PAGE EXCERPT →

Here are some memorable ones
- Matteo Kovacic somehow not getting sent over against us on Sunday
- Christian Norgaard being offside during the buildup during Brentford’s equaliser against us at home last season somehow not being taken into account
- Martinelli’s disallowed goal at Old Trafford away last season (even PGMOL admits Odegaard did not foul Eriksen in the buildup)
- Dan Burn’s foul on Gabriel denying us a penalty (Newcastle at home last season)
- Son somehow avoiding a booking for elbowing Rob Holding during our 3-0 to Sp*rs in the 21/22 season
- Several penalty shouts not given
Xhaka interfering with Schmeichel from behind him and being called offside was pretty bad.
That’s the thing though, I don’t think it was a foul. David Luiz doesn’t run across him – he’s behind him, makes no attempt to put in any challenge, and the Wolves player catches him, which causes him to trip up. If that’s a foul, then surely anyone can just run into the box with the ball, clatter into a defender, fall over and win a pen
He runs across the back of him. He’s initially to his right then runs directly behind him as the Wolves player goes to shoot. You don’t have to put a challenge in to foul someone. Watching it back in 0.25 on youtube it actually looks like Luiz’s knee goes in to the bottom of the foot so yeah it’s a definite foul.
I agree that you don’t have to put in a challenge to foul someone, but if that’s foul contact, how do you differentiate between what Luiz did and the scenario I described, where an attacker just runs into a defender and wins a pen? Intent? If you must imply intent in that situation, why not here? Neither player intends to make contact, it’s incidental
I’d have to see a specific scenario to say. I mean you can do hypotheticals the other way and say if these aren’t deemed a foul then what’s to stop defenders running directly behind attackers that are through in goal and hope the attackers foot catches their leg causing them to trip?
The Brighton one where they decided to give an offside call Martinelli after 3 minutes trying to draw the lines. It was basically impossible since there was a lot players close to each other making the call just a guess.
Yeah I mean I’m like pretty sure Martinelli was offside but the fact that it took them that long to look at it and couldn’t decide only to give an offside was ridiculous
What I wonder is how many times Man City have been on the wrong end of these decisions?
I can’t remember any and they’ve never had to receive an apology from PGMOL.

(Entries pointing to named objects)
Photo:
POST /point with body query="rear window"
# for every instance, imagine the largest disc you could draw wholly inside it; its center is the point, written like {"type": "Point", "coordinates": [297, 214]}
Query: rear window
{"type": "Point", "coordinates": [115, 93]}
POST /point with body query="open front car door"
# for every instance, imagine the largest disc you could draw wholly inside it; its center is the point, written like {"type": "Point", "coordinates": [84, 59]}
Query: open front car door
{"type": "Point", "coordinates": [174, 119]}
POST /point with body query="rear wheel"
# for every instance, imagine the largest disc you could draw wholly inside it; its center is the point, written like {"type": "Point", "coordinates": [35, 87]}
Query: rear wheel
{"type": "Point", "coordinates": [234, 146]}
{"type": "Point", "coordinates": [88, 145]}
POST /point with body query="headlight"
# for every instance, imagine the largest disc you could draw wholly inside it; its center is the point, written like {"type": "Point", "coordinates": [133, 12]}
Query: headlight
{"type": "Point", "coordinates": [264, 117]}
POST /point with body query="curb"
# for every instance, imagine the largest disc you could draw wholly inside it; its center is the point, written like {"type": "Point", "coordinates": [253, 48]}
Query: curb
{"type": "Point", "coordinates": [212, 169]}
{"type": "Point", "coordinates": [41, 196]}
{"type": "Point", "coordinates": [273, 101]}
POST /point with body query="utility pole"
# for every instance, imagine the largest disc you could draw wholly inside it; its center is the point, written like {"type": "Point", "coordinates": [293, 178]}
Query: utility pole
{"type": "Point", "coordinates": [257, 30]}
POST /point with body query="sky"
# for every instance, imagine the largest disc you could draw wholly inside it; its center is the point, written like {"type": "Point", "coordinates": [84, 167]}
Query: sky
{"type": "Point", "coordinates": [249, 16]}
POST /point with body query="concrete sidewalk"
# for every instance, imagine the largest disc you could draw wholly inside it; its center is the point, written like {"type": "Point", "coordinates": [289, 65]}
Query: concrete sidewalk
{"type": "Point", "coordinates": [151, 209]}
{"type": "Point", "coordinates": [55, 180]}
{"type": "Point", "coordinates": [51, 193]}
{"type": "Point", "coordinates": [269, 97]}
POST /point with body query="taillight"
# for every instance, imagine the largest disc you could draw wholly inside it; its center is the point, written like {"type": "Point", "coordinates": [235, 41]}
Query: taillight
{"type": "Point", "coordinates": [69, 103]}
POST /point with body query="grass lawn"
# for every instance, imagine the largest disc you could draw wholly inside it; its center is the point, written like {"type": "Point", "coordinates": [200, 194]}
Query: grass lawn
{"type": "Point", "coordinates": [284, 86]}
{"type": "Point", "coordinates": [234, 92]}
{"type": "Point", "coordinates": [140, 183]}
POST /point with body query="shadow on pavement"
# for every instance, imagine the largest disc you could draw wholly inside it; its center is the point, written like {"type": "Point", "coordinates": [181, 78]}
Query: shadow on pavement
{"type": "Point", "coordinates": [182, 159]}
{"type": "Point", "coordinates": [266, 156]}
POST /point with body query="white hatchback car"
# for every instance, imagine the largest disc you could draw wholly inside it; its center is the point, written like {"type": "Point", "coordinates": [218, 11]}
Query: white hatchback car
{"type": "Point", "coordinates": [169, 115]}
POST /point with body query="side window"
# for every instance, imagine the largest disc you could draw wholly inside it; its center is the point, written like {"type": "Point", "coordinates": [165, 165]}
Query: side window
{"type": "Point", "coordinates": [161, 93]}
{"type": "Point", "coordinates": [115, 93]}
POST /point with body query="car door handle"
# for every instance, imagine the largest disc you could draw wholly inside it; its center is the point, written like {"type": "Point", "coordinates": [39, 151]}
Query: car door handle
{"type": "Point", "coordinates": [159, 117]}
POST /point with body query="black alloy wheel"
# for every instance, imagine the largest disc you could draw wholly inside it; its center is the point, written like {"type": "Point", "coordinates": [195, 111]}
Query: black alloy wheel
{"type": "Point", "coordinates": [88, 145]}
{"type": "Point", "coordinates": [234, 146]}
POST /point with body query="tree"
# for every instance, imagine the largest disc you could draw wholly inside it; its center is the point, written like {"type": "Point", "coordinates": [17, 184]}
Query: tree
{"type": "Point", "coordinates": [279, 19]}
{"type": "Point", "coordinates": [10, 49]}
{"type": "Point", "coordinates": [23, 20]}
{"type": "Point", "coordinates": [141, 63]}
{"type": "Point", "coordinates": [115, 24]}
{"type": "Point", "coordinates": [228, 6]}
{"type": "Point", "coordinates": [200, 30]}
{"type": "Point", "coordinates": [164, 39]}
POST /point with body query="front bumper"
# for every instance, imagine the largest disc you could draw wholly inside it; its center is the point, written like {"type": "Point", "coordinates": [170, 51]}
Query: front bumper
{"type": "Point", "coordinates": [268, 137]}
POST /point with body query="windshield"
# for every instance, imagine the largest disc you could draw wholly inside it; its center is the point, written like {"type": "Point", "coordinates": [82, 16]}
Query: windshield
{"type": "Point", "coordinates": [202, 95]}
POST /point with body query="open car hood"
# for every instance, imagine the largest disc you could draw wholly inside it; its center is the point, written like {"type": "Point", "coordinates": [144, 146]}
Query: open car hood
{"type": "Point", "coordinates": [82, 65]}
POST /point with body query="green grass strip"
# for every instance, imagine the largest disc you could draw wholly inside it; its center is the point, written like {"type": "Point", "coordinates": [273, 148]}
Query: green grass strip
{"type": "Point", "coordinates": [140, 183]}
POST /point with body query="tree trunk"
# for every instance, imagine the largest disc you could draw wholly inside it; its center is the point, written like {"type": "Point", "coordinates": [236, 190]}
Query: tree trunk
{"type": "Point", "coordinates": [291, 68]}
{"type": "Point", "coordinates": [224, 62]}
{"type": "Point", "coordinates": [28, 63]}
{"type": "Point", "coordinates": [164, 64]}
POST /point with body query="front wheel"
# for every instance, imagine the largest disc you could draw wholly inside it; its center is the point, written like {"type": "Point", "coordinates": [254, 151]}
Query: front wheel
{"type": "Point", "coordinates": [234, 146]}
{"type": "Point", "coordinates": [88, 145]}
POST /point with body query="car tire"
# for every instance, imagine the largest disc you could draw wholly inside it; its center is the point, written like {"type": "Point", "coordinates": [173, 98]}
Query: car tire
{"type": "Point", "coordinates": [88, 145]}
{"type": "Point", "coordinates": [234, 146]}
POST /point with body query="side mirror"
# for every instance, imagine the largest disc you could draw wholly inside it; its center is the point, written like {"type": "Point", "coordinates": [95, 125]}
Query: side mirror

GIVEN INSTRUCTION → Write what comes next in the fan discussion of refereeing calls, starting after its final post. These items have nothing to do with the fan discussion of refereeing calls.

RESPONSE TO THIS TASK →
I’ve seen them get a fair few soft penalties though.
Ederson foul vs Odegaard 21/22
the one where erik pieters decided to T-pose and play basketball against pepe always baffles me
Robin Van Persie being sent off against Barcelona for taking a shot when he was winding up as the whistle was blown in a sold out and raucous camp nou
Pre VAR, but the Rooney dive in Game 50 still makes me mad nearly 20 years later
Don’t know if it was a VAR decision but the Martinelli double booking against Wolves. Guess who was the referee in that game…
Chambers against palace, David luiz against wolves, or the Brentford offside fiasco. Take your pick
Huge one not being mentioned here is when Tomiyasu had his face trampled on along the touchline, forget what game that was… Everton maybe? Not sure
A dive is a dive, and what happens after is irrelevant unless there’s violent conduct. It’s also not always going to be called. The amount of shirt grabbing and pulling that we see ignored… the ref didn’t have to overturn the decision of the field.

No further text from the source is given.